What to work on:
1. Write out the passage of the disability studies event listing that begins with the words containing "ZSR Auditorium" and ends with "Affinity Resource Group.".
2. Render this sentence from the disability studies event listing in Spanish: "This event is organized by the Wake Forest Disability Studies Initiative and is sponsored by the Wake Forest University Humanities Institute with support made possible by a major grant from the National Endowment for the Humanities; the Provost’s Fund for a Vibrant Campus; the Department of Women’s, Gender, and Sexuality Studies; and the Disability Affinity Resource Group."

Study text:
___
Film Screening and Discussion: The R- Word
November 14 at 5 PM in DeTamble Auditorium

The DSI hosted a film screening of the film The R- Word followed by a discussion panel featuring Aimee Mepham, Associate Director of the Humanities Institute; Dr. Michael Shuman, Director of the Center for Learning, Access, and Student Success (CLASS); and Dr. Michaela Appeltova, Assistant Professor of History.

Black Disability Poetics and Politics: A Conversation with Sami Schalk and Vilissa Thompson – click here for the event recording
Tuesday, March 28, 2023 at 4:00pm

ZSR Auditorium
Dr. Sami Schalk is the author of Bodyminds Reimagined: (Dis)ability, Race, and Gender in Black Women’s Speculative Fiction (Duke University Press 2018) and Black Disability Politics (Duke University Press 2022). Vilissa Thompson is the Founder & CEO of Ramp Your Voice! and the creator of the viral hashtag #DisabilityTooWhite. This event is organized by the Wake Forest Disability Studies Initiative and is sponsored by the Wake Forest University Humanities Institute with support made possible by a major grant from the National Endowment for the Humanities; the Provost’s Fund for a Vibrant Campus; the Department of Women’s, Gender, and Sexuality Studies; and the Disability Affinity Resource Group.
___
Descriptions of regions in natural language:
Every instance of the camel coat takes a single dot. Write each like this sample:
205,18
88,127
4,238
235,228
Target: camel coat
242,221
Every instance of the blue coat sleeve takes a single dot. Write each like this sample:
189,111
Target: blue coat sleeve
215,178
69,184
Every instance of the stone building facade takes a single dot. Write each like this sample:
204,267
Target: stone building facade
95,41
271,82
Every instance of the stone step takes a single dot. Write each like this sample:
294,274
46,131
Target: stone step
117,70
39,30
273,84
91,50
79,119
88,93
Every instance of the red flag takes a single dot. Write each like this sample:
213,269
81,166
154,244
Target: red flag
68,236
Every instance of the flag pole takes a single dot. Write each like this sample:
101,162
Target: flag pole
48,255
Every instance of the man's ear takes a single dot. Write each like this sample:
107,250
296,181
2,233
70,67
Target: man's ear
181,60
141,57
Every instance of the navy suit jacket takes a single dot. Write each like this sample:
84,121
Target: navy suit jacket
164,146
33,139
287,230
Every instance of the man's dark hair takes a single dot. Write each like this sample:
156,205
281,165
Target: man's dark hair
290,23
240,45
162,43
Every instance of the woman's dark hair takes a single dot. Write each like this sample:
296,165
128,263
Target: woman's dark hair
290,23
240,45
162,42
___
Answers for the tasks:
1.
ZSR Auditorium
Dr. Sami Schalk is the author of Bodyminds Reimagined: (Dis)ability, Race, and Gender in Black Women’s Speculative Fiction (Duke University Press 2018) and Black Disability Politics (Duke University Press 2022). Vilissa Thompson is the Founder & CEO of Ramp Your Voice! and the creator of the viral hashtag #DisabilityTooWhite. This event is organized by the Wake Forest Disability Studies Initiative and is sponsored by the Wake Forest University Humanities Institute with support made possible by a major grant from the National Endowment for the Humanities; the Provost’s Fund for a Vibrant Campus; the Department of Women’s, Gender, and Sexuality Studies; and the Disability Affinity Resource Group.

2. Este evento está organizado por la Wake Forest Disability Studies Initiative y está patrocinado por el Wake Forest University Humanities Institute, con apoyo hecho posible por una importante subvención del National Endowment for the Humanities; el Provost’s Fund for a Vibrant Campus; el Department of Women’s, Gender, and Sexuality Studies; y el Disability Affinity Resource Group.